::: Given records :::

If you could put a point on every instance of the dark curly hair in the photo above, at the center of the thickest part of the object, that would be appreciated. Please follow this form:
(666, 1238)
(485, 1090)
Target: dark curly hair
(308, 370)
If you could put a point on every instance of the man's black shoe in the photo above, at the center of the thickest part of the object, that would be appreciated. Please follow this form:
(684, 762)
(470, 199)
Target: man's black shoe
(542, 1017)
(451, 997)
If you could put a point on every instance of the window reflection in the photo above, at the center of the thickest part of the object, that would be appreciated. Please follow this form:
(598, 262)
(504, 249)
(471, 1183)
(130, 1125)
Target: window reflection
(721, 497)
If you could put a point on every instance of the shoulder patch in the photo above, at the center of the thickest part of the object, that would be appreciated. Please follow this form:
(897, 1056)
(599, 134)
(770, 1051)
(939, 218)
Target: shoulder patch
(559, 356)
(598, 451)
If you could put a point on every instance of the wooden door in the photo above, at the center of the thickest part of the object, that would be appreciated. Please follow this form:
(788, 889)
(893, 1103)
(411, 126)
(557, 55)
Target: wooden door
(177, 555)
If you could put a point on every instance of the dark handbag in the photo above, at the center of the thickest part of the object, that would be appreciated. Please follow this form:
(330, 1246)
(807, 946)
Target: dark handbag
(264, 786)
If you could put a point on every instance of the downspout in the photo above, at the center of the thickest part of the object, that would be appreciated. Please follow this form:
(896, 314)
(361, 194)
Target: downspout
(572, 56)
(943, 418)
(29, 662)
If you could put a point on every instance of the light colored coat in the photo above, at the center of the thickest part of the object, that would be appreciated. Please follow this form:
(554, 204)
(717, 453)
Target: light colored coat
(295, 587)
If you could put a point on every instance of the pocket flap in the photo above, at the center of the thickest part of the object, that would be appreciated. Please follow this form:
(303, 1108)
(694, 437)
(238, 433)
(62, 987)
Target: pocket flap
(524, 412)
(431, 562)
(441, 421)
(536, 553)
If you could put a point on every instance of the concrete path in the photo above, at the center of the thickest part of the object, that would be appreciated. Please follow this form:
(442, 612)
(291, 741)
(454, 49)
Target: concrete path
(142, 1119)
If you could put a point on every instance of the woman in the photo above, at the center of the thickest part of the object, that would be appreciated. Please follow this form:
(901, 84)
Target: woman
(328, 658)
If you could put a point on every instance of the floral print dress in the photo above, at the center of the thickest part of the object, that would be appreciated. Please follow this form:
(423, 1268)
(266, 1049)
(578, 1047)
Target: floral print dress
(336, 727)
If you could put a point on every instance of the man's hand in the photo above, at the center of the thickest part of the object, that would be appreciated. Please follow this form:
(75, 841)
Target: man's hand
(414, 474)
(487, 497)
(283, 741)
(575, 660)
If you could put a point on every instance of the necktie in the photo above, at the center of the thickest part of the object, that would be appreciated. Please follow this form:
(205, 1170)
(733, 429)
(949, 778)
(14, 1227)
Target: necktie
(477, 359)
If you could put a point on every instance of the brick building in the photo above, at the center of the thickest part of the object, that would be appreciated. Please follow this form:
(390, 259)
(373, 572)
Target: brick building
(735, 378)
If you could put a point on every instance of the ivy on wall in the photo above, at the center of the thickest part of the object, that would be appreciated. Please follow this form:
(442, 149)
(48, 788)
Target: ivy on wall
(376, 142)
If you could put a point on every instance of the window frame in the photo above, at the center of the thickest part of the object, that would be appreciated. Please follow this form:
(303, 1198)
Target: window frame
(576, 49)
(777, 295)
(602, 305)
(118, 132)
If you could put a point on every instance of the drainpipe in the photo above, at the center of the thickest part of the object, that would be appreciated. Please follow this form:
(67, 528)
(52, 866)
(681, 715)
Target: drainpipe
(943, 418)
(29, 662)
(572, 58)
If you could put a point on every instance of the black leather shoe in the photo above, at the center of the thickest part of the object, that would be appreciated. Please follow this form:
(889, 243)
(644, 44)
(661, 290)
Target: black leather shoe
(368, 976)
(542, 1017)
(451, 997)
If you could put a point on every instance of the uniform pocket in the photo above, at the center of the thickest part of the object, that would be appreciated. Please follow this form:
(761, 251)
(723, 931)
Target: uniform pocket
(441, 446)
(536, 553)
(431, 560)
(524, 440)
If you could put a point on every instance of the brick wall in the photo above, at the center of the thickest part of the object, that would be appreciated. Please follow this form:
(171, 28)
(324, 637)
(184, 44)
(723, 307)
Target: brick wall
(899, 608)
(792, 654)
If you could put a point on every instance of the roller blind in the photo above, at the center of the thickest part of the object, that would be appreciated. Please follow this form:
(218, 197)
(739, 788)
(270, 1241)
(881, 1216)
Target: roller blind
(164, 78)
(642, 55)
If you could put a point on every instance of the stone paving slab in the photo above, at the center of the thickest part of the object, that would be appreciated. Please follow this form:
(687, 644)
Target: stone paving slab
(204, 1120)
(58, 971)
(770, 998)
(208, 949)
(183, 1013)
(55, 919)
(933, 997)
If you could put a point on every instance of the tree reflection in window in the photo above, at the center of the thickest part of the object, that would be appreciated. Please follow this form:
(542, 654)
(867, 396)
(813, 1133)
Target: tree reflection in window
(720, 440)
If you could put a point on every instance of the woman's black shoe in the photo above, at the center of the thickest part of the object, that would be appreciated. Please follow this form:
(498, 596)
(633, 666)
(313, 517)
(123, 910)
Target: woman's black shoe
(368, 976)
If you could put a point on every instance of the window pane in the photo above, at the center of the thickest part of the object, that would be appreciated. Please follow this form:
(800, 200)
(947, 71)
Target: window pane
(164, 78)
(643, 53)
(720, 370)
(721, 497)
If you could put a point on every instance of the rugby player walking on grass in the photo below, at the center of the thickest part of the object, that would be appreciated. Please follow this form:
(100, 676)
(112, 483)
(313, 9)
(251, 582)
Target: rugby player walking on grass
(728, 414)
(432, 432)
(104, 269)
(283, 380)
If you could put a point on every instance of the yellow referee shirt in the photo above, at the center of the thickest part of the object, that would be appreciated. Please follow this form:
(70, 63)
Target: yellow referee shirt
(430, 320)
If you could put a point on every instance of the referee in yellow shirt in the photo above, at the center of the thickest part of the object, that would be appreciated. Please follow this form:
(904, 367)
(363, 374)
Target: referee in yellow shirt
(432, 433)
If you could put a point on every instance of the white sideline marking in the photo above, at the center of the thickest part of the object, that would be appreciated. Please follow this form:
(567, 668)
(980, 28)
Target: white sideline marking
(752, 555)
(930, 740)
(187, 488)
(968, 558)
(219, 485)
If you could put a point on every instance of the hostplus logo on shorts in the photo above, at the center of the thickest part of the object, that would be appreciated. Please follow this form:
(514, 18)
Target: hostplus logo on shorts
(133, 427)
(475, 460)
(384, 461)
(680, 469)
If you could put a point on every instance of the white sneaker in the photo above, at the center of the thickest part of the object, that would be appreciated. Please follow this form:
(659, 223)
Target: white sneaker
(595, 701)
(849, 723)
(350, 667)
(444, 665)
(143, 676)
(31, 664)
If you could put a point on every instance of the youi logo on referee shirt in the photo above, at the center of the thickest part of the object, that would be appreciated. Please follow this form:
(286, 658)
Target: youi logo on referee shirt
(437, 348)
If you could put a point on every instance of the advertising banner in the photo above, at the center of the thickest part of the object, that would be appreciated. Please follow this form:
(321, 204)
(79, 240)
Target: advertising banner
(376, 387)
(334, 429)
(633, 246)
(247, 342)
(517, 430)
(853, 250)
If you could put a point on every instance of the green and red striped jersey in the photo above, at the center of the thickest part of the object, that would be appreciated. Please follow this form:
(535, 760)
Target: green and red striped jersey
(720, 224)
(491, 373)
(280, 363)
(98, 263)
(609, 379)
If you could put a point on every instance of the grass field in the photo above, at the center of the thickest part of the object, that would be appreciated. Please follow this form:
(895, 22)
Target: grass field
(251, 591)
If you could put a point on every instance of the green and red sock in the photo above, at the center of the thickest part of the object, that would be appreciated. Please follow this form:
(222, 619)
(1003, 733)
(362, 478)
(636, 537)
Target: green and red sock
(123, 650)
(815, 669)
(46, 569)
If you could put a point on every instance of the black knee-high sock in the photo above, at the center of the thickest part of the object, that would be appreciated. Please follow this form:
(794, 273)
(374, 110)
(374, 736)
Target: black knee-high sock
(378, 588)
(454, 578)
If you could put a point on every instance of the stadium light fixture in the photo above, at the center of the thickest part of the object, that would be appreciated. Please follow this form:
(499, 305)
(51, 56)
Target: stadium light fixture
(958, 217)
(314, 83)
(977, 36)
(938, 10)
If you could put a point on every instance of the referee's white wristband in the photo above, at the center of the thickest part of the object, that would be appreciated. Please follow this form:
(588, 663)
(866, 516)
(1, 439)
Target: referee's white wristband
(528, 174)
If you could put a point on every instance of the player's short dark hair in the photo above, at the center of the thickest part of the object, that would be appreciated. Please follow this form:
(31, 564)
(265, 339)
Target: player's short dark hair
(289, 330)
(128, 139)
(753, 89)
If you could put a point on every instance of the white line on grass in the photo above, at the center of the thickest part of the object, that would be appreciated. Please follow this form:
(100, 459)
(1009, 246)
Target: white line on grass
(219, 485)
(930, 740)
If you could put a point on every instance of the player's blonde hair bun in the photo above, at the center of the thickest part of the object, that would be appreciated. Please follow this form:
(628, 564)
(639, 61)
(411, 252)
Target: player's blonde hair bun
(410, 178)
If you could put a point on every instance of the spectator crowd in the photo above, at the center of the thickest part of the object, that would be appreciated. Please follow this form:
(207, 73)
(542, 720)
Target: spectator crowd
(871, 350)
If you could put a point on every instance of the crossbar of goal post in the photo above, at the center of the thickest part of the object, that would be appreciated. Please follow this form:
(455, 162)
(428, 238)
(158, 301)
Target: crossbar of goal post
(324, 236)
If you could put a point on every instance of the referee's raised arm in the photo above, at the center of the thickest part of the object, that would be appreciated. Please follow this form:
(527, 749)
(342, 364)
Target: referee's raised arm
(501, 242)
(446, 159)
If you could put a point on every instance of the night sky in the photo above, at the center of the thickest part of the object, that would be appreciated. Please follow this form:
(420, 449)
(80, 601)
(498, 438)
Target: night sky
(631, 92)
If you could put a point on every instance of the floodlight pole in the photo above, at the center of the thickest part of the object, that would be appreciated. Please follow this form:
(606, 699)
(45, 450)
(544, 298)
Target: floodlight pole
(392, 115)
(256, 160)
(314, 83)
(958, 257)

:::

Problem to work on: Retype exactly, please, each line from the line that contains "the player's blonde" through the last line of the entries above, with nothing added.

Written reply:
If you could put a point on every instance of the player's blonde hair bun in the photo above, at the center of the thickest part of the object, that would be appreciated. Please follow this form:
(628, 564)
(639, 61)
(411, 252)
Target: player's blonde hair bun
(410, 178)
If you could put a point on every instance of the spectator crowd in the photo above, at the center of the thickest part of the object, that would be appreciated. Please follow this form:
(207, 73)
(542, 720)
Target: spectator crowd
(871, 350)
If you could put a point on every instance of the crossbar of goal post in the photo above, at the center of the thickest part of the object, that would be appreciated. Please follow this form:
(455, 162)
(428, 238)
(158, 301)
Target: crossbar of goal post
(324, 236)
If you could put a point on every instance of the referee's raised arm in the photo above, at the center of the thickest part of the object, that would be appreciated. Please follow this form:
(527, 749)
(342, 364)
Target: referee's raised arm
(501, 242)
(446, 159)
If you could put a point on every instance of the night sky in the photo above, at the center of the thickest part of the object, that would be appreciated. Please follow this form:
(420, 449)
(80, 601)
(498, 438)
Target: night sky
(631, 92)
If you could put a point on every instance of the floodlight pole in the photo above, at the center of the thickest part of the object, that would be appreciated. Please follow this form:
(606, 699)
(45, 450)
(544, 298)
Target: floodlight pole
(392, 115)
(256, 160)
(314, 83)
(958, 257)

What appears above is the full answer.